» About this exercise
Starting at the line that contains "Spot every chimney pot", transcribe every remaining line of the data below exactly, and omit all pictures.

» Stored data

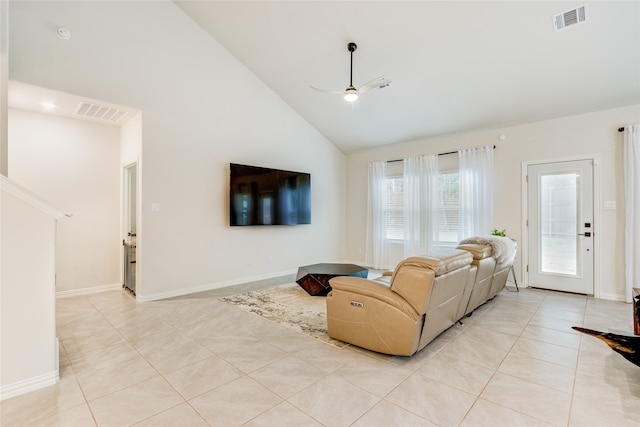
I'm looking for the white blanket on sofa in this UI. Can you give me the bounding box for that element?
[459,235,517,265]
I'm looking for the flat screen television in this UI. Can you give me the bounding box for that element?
[230,163,311,226]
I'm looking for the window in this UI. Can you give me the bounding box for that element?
[384,171,463,245]
[437,171,461,246]
[385,176,404,240]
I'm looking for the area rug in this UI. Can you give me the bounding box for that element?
[220,283,348,348]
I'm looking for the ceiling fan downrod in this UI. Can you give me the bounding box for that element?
[345,42,358,102]
[348,42,357,88]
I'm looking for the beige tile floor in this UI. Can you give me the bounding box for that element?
[2,278,640,427]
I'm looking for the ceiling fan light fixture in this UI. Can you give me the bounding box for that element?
[310,41,390,105]
[344,87,358,102]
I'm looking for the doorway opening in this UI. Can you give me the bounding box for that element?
[123,162,137,295]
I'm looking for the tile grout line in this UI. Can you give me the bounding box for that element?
[64,294,195,426]
[456,290,550,426]
[565,293,589,427]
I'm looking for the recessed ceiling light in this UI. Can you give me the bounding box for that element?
[57,27,71,40]
[40,101,57,110]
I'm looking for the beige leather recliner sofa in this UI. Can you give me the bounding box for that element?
[326,236,516,356]
[326,249,473,356]
[456,243,496,316]
[457,236,517,316]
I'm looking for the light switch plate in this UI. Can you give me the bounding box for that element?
[604,201,616,210]
[151,203,161,212]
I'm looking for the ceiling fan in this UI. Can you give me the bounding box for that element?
[310,42,391,103]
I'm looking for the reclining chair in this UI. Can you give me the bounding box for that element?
[457,236,517,316]
[326,249,473,356]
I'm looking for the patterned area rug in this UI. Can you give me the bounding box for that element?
[220,283,348,348]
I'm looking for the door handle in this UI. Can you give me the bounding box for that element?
[578,232,592,237]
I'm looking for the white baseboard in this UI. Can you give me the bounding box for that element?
[56,283,121,299]
[136,269,298,302]
[0,369,59,401]
[598,291,627,302]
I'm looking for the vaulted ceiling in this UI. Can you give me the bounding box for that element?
[7,2,640,155]
[174,1,640,153]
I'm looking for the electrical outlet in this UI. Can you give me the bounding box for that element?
[151,203,161,212]
[603,201,616,210]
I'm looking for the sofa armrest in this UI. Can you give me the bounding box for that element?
[329,276,418,318]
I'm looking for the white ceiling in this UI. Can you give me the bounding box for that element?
[174,1,640,153]
[7,2,639,153]
[8,81,138,127]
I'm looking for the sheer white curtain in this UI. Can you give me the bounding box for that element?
[365,161,388,269]
[403,155,439,257]
[624,124,640,303]
[458,145,494,240]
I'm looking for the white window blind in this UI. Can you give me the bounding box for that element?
[385,171,463,245]
[437,171,462,245]
[385,177,404,240]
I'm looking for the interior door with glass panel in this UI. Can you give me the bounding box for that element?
[527,160,594,294]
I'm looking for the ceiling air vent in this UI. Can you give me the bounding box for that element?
[554,4,587,31]
[75,101,128,122]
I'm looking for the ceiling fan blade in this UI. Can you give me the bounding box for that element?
[359,75,386,88]
[358,76,391,94]
[309,85,344,95]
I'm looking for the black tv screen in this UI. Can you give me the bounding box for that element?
[230,163,311,226]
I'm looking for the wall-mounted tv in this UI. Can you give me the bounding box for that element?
[230,163,311,226]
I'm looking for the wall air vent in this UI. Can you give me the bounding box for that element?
[554,4,587,31]
[75,102,128,122]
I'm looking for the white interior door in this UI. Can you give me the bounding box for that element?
[527,160,594,294]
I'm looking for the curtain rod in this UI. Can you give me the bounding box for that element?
[387,144,496,163]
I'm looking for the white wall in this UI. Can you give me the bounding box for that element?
[1,177,64,399]
[121,112,142,167]
[8,109,121,294]
[9,1,346,301]
[346,104,640,301]
[0,0,8,176]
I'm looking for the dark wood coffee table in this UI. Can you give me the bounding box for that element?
[296,263,368,296]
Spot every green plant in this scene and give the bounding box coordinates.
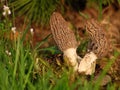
[10,0,59,26]
[87,0,120,20]
[118,0,120,4]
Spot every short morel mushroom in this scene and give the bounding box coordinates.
[78,19,110,75]
[85,19,110,58]
[50,12,81,71]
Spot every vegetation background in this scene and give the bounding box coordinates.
[0,0,120,90]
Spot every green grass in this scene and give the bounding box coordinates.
[0,26,119,90]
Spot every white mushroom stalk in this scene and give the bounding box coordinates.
[78,52,97,75]
[50,12,81,71]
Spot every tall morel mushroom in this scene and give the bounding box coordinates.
[78,19,110,75]
[50,12,81,71]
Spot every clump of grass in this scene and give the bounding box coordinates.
[10,0,59,26]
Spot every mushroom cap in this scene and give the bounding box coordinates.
[85,19,110,58]
[50,12,78,51]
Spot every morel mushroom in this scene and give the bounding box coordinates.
[50,12,81,71]
[78,19,110,75]
[85,19,110,58]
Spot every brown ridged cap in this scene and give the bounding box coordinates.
[50,12,77,51]
[85,19,110,58]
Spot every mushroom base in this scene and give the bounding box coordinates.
[78,52,97,75]
[63,48,81,71]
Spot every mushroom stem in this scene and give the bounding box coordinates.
[78,52,97,75]
[63,48,81,71]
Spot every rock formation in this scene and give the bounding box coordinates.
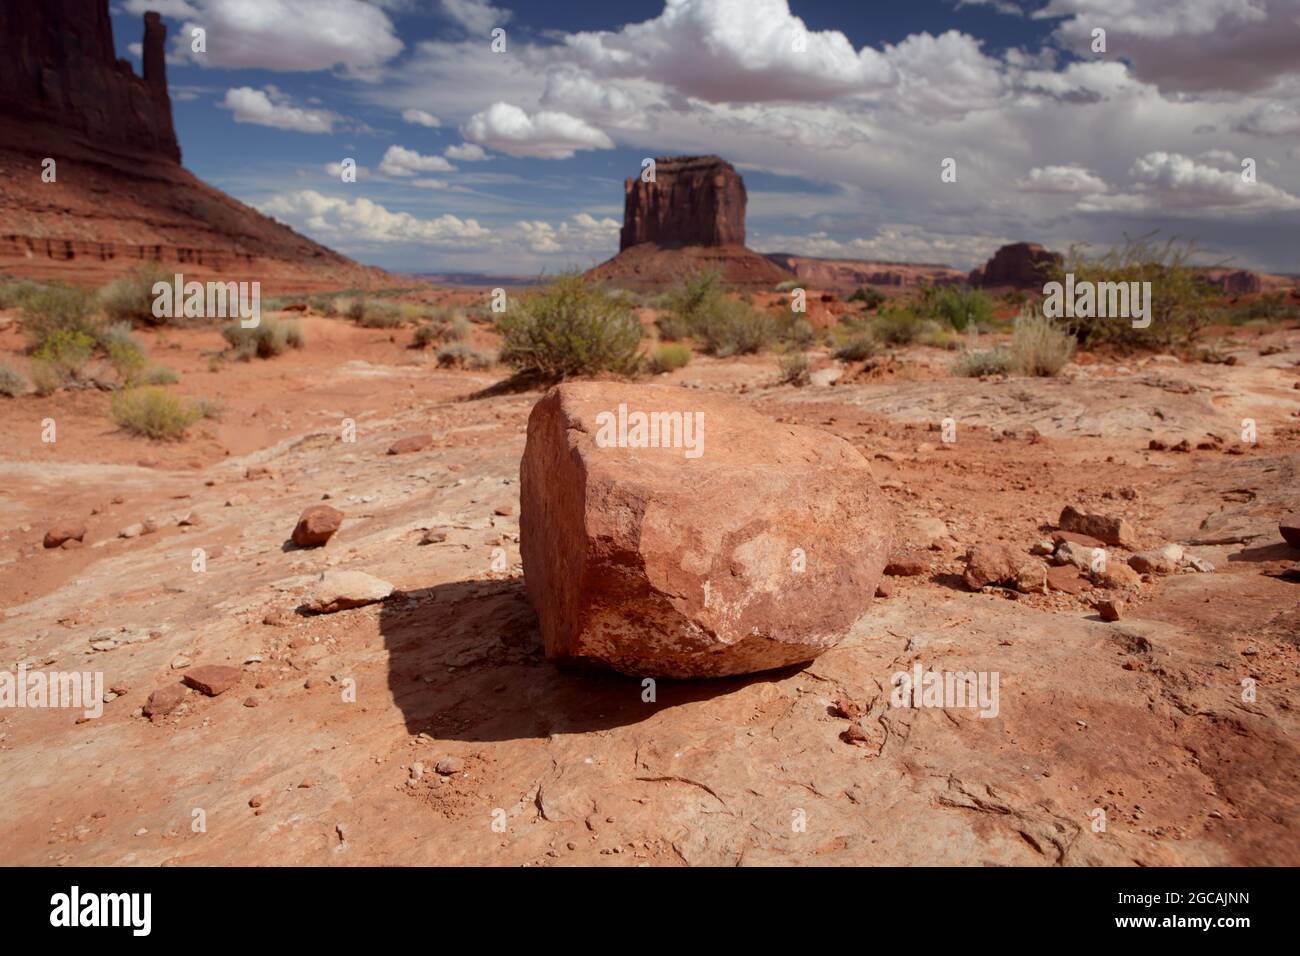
[969,242,1063,289]
[519,382,893,678]
[588,156,793,290]
[0,1,385,289]
[0,0,179,162]
[619,156,747,250]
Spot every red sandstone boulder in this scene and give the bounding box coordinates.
[292,505,343,547]
[388,434,433,455]
[519,383,894,678]
[1281,512,1300,549]
[43,522,86,548]
[1059,505,1135,548]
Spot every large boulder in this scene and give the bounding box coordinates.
[519,383,894,678]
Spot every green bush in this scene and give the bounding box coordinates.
[775,315,815,348]
[777,350,810,385]
[873,307,926,345]
[221,315,304,359]
[435,342,494,370]
[496,273,642,378]
[99,262,173,326]
[100,323,148,382]
[33,328,95,384]
[923,285,994,332]
[661,269,724,340]
[22,285,99,351]
[1008,307,1075,376]
[0,363,26,397]
[413,321,446,349]
[445,316,472,342]
[695,298,775,356]
[848,286,887,309]
[649,343,691,373]
[142,366,179,385]
[110,387,202,439]
[1047,234,1219,349]
[0,279,42,311]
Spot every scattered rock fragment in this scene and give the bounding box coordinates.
[143,684,185,718]
[388,434,433,455]
[885,551,929,577]
[1046,564,1089,595]
[1094,599,1123,622]
[118,523,144,539]
[306,570,394,613]
[1058,505,1134,548]
[962,543,1021,590]
[1128,544,1183,575]
[292,504,344,547]
[181,665,242,697]
[43,523,86,549]
[435,756,463,775]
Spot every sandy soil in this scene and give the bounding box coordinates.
[1,306,1297,866]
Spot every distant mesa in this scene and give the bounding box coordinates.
[968,242,1063,290]
[587,155,794,290]
[0,0,383,290]
[763,253,966,293]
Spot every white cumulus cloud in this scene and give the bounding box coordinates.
[260,190,490,245]
[462,102,614,159]
[378,145,457,176]
[218,86,339,133]
[401,109,442,128]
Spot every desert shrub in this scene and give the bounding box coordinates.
[0,279,42,311]
[99,262,173,326]
[953,349,1014,377]
[692,297,775,356]
[833,331,878,362]
[32,328,96,385]
[777,350,810,385]
[848,286,886,309]
[923,285,993,332]
[0,363,26,397]
[142,366,179,385]
[775,279,803,293]
[30,363,63,396]
[221,315,303,359]
[100,322,148,382]
[195,396,224,420]
[308,295,338,316]
[1220,292,1297,325]
[775,315,815,349]
[435,342,495,370]
[1009,307,1075,376]
[1047,234,1219,349]
[918,326,962,350]
[445,315,472,342]
[662,269,723,335]
[654,312,692,341]
[22,285,99,350]
[649,343,691,373]
[413,321,446,349]
[110,387,202,439]
[348,299,405,328]
[872,307,926,345]
[496,272,642,378]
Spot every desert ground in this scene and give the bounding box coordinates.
[2,291,1297,866]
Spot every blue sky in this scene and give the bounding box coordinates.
[110,1,1300,276]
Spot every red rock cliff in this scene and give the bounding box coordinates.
[620,156,747,250]
[0,0,180,162]
[968,242,1062,289]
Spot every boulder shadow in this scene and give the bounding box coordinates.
[1227,541,1297,563]
[377,575,797,743]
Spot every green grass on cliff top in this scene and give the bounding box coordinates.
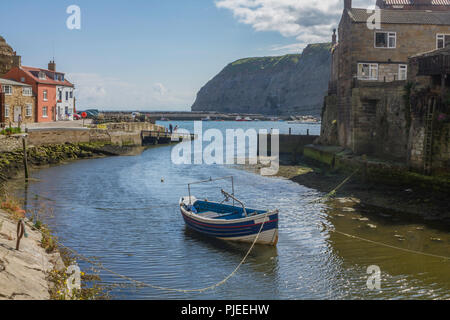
[229,43,331,70]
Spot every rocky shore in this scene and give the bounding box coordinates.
[0,209,64,300]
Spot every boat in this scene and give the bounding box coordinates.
[201,116,211,121]
[235,116,252,121]
[179,176,279,245]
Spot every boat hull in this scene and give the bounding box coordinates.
[180,204,278,246]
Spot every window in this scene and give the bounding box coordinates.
[23,87,32,96]
[42,106,48,118]
[398,65,407,81]
[437,34,450,49]
[39,72,46,80]
[43,90,48,101]
[358,63,378,80]
[26,103,32,117]
[70,91,73,99]
[58,90,62,101]
[20,77,25,82]
[66,91,69,101]
[375,32,396,48]
[2,85,12,95]
[4,104,9,118]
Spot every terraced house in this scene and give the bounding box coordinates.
[322,0,450,163]
[0,78,35,125]
[4,60,75,122]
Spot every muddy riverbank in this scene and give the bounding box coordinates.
[246,158,450,228]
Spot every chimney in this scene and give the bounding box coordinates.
[332,29,337,45]
[12,53,21,68]
[344,0,352,10]
[48,60,56,71]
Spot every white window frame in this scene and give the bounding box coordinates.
[398,64,408,81]
[357,63,379,80]
[42,106,48,118]
[375,31,396,49]
[26,103,32,117]
[2,85,12,95]
[4,104,9,118]
[436,34,450,49]
[43,90,48,101]
[39,72,46,80]
[22,87,32,96]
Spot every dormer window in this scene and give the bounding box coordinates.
[39,71,46,80]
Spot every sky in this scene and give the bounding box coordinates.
[0,0,373,111]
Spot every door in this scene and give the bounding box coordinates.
[14,106,21,122]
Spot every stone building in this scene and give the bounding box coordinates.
[0,78,35,125]
[320,0,450,174]
[407,46,450,174]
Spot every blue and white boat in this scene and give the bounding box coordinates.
[179,177,279,246]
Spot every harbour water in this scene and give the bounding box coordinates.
[13,121,450,299]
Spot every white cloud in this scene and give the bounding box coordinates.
[216,0,374,52]
[66,73,192,111]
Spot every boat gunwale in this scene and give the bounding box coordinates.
[179,199,278,225]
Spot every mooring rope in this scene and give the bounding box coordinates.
[22,210,271,293]
[321,223,450,261]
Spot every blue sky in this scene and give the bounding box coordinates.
[0,0,372,111]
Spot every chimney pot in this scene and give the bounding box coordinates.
[48,60,56,71]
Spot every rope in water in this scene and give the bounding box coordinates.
[322,224,450,261]
[22,210,271,293]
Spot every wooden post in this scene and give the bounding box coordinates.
[22,136,29,180]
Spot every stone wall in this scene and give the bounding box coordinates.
[351,81,408,160]
[0,135,22,152]
[319,95,339,145]
[103,122,162,132]
[432,123,450,175]
[258,133,318,163]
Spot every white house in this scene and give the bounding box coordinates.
[47,60,75,121]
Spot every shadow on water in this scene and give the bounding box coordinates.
[182,227,279,275]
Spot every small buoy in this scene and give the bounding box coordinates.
[161,178,164,182]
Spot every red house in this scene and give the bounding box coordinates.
[4,62,74,122]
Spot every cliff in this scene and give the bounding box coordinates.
[0,36,16,76]
[191,43,332,117]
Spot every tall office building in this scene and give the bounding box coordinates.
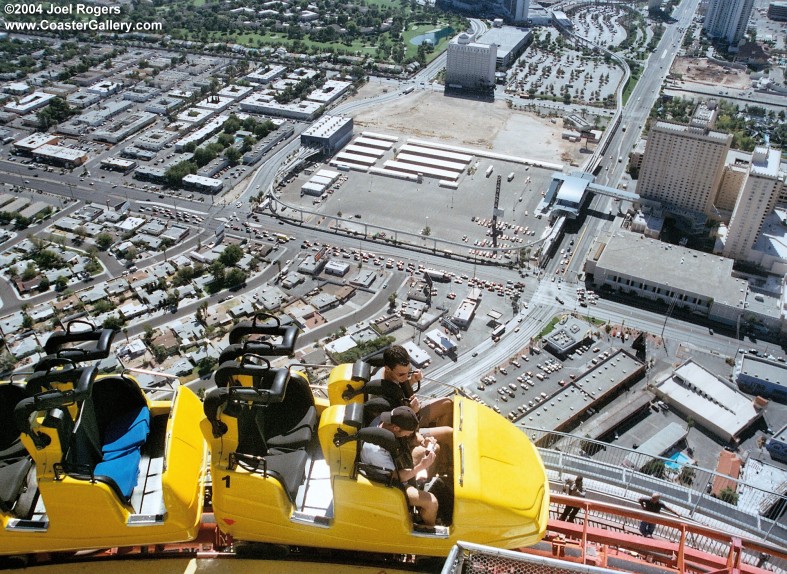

» Answer
Spot every chimney pot in this scene and give the bounding box coordinates.
[48,60,56,71]
Spot every rope in water in this scene and give the bounding box coordinates.
[322,224,450,261]
[22,210,271,293]
Spot every wooden post in this scene and give the bounding box coordinates.
[22,136,29,180]
Spot every stone wall in this scene and give the bounding box coordinates.
[351,81,408,160]
[0,135,22,152]
[319,95,339,145]
[103,122,162,132]
[432,123,450,175]
[258,133,318,163]
Spot every white house in this scene and give the bounding box coordinates.
[47,60,75,121]
Spot every shadow on water in this scene and give the bounding box coordinates.
[182,227,279,275]
Spot every small buoy in this scene and give the bounding box coordinates.
[161,178,164,182]
Spot every red house in this scene and give the bounding box coordinates.
[4,62,74,122]
Spot every cliff in this scene and give the bounding box coordinates.
[0,36,16,76]
[191,43,332,117]
Spot every tall office building in this scene and give the bounding box coordinates.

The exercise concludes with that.